■ 課題の詳細 ■
次のデータ全体で「road」を「street」に置き換え、ほかはそのままにして書き直せ。

##### 元データ #####

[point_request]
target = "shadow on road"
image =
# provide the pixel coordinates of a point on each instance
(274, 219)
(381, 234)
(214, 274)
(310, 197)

#####

■ 演習の解答 ■
[point_request]
target = "shadow on street"
image =
# provide the pixel coordinates of a point on each instance
(274, 219)
(381, 234)
(214, 274)
(310, 197)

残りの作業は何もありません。